● **Instructions for the task**
Please put the records from the line with "Referring to the screen below, point out where the paving" up to and including the line with "[0,893,692,1200]" into a two-column CSV headed request and box, one row per record, with its text and its answer each in one quoted field and line breaks turned into spaces. Leave the pictures out.
+++ Records shown +++
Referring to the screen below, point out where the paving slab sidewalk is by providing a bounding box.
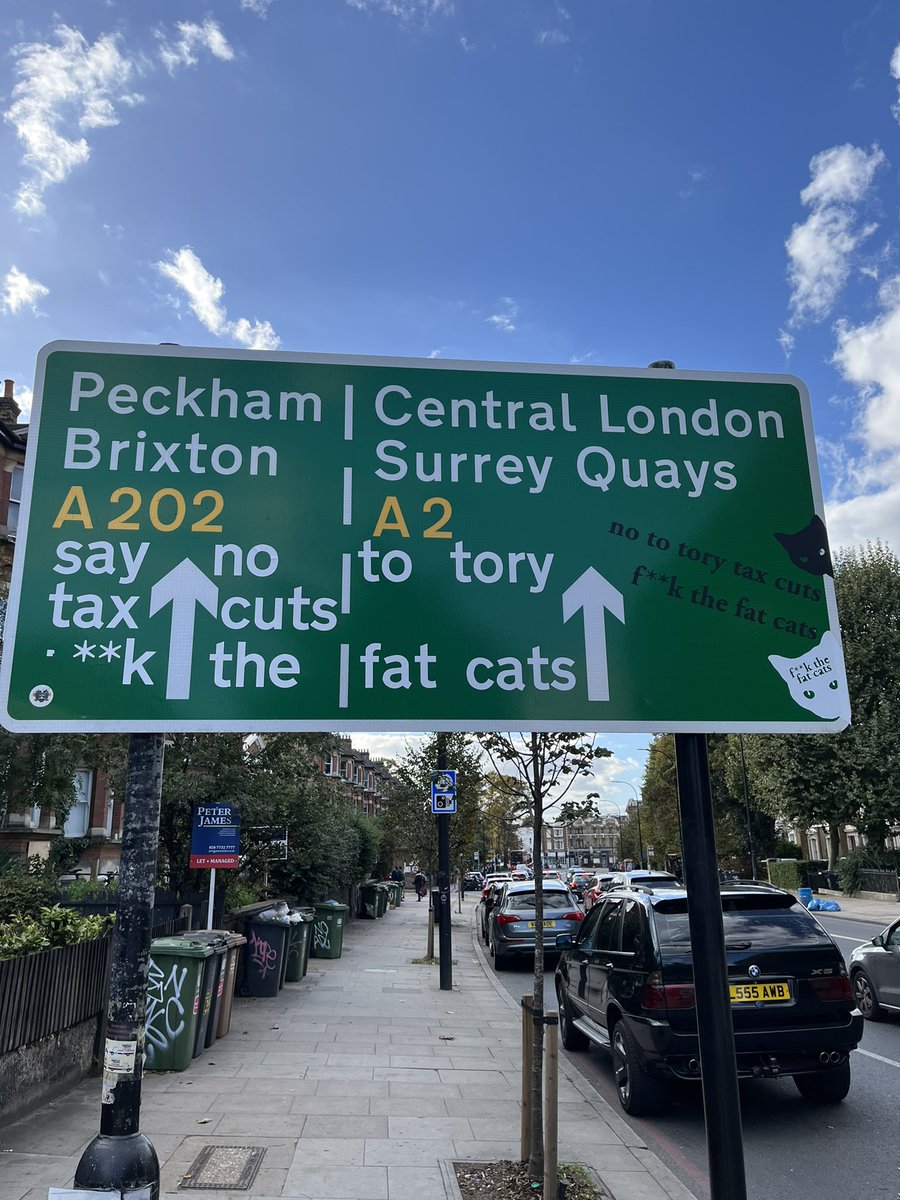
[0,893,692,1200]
+++
+++ Records shown +++
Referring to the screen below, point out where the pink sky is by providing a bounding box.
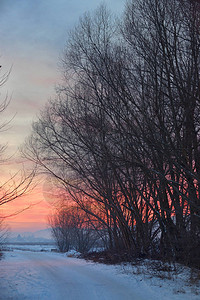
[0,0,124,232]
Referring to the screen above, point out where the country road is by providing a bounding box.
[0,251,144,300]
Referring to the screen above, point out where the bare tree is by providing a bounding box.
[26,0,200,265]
+++
● **Solution for this task**
request,box
"Referring to the screen below, point out where the paving slab sidewalk is by providing a bounding box.","[0,893,692,1200]"